SHORT TASK:
Rewrite every line of the part of the material that opens with the line containing "The wheat field" and closes with the line containing "[0,0,449,296]", shifting each bounding-box coordinate up by 89 and leaving the pictures out.

MATERIAL SHOWN:
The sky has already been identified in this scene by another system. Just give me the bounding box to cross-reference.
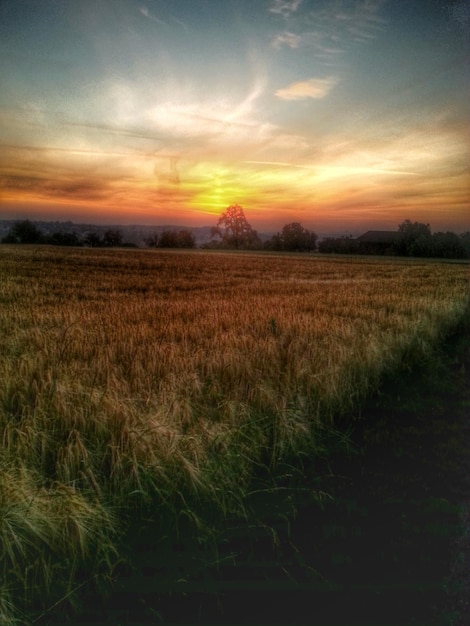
[0,0,470,234]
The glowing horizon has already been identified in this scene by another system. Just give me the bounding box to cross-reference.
[0,0,470,232]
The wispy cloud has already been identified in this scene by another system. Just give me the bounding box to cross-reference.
[139,6,168,26]
[272,32,302,50]
[276,76,338,100]
[271,0,385,66]
[269,0,302,17]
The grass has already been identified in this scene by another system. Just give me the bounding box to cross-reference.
[0,245,469,623]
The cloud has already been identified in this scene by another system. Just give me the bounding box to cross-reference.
[272,32,302,50]
[269,0,302,17]
[139,6,168,26]
[276,76,338,100]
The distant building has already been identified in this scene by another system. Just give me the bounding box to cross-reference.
[356,230,400,254]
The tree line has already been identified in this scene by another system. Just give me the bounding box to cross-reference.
[318,219,470,259]
[2,211,470,259]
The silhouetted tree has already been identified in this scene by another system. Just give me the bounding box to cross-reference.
[144,233,159,248]
[83,232,103,248]
[277,222,318,252]
[103,229,123,248]
[318,236,359,254]
[431,231,468,259]
[47,231,82,246]
[394,220,432,256]
[211,204,261,250]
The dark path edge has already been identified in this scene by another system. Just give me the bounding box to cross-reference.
[38,317,470,626]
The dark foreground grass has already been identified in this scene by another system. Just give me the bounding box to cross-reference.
[0,246,468,624]
[37,310,470,626]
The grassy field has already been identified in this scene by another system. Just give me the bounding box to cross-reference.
[0,245,469,624]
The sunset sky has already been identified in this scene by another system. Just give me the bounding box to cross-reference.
[0,0,470,233]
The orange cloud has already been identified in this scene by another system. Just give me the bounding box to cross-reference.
[276,76,338,100]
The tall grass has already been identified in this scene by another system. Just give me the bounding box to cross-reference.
[0,246,469,623]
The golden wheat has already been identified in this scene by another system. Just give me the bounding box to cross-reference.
[0,246,469,611]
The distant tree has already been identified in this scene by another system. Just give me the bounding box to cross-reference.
[144,233,159,248]
[83,232,103,248]
[278,222,318,252]
[211,204,261,250]
[2,220,44,243]
[460,231,470,258]
[431,231,468,259]
[263,233,282,251]
[173,230,196,248]
[318,236,358,254]
[394,220,432,256]
[47,231,82,246]
[103,229,123,248]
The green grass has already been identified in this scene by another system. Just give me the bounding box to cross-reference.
[0,246,469,623]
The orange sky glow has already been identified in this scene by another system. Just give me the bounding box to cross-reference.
[0,0,470,232]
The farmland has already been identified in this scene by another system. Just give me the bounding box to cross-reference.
[0,245,469,623]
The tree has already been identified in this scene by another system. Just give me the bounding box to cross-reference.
[47,231,81,246]
[83,232,103,248]
[279,222,318,252]
[211,204,261,250]
[144,233,159,248]
[394,220,432,256]
[103,229,123,248]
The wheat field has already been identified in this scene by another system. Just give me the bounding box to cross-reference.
[0,245,469,624]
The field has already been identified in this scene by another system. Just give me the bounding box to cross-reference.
[0,245,469,623]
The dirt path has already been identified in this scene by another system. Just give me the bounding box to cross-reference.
[38,324,470,626]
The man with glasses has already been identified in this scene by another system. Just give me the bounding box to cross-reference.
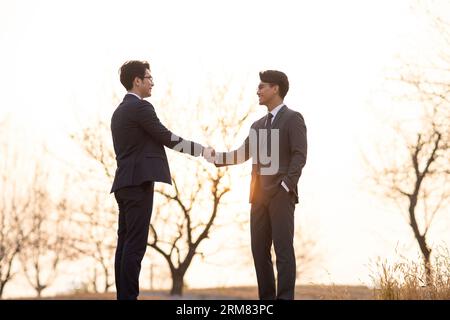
[111,61,212,300]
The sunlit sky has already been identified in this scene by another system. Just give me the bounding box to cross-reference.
[0,0,449,296]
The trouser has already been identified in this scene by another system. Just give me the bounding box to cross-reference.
[114,182,154,300]
[250,186,296,300]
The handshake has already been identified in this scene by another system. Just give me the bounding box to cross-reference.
[202,147,216,163]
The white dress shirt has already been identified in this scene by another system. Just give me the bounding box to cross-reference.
[127,91,142,100]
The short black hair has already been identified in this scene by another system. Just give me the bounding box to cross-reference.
[120,60,150,90]
[259,70,289,99]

FULL OUTPUT:
The wheat field has already been identified in this scene by another system. Just give me the bounding box to cross-reference.
[89,334,558,713]
The field has already been identified in this scene by another system. Just give me the bounding box to cross-reference.
[89,334,558,712]
The dirt path has already been identified in this scene by another system. Just give me the bounding box to cross-reference.
[127,413,559,715]
The man with glasses has already been identified in this scene by another system. Just give me the bounding box to cross-reference.
[200,150,301,389]
The sunlit sky has already been identified in this scene by another system. Just give me the bounding box to cross-reference.
[89,89,538,385]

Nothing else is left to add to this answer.